Your goal: Could you write out all of the data again, word for word?

Source material:
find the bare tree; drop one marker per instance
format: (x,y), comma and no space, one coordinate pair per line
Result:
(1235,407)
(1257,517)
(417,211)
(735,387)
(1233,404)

Response area:
find the bare tree; drop one marker per instance
format: (x,y), comma and no space, one coordinate pair per line
Result:
(1235,407)
(1257,517)
(417,211)
(735,387)
(1233,404)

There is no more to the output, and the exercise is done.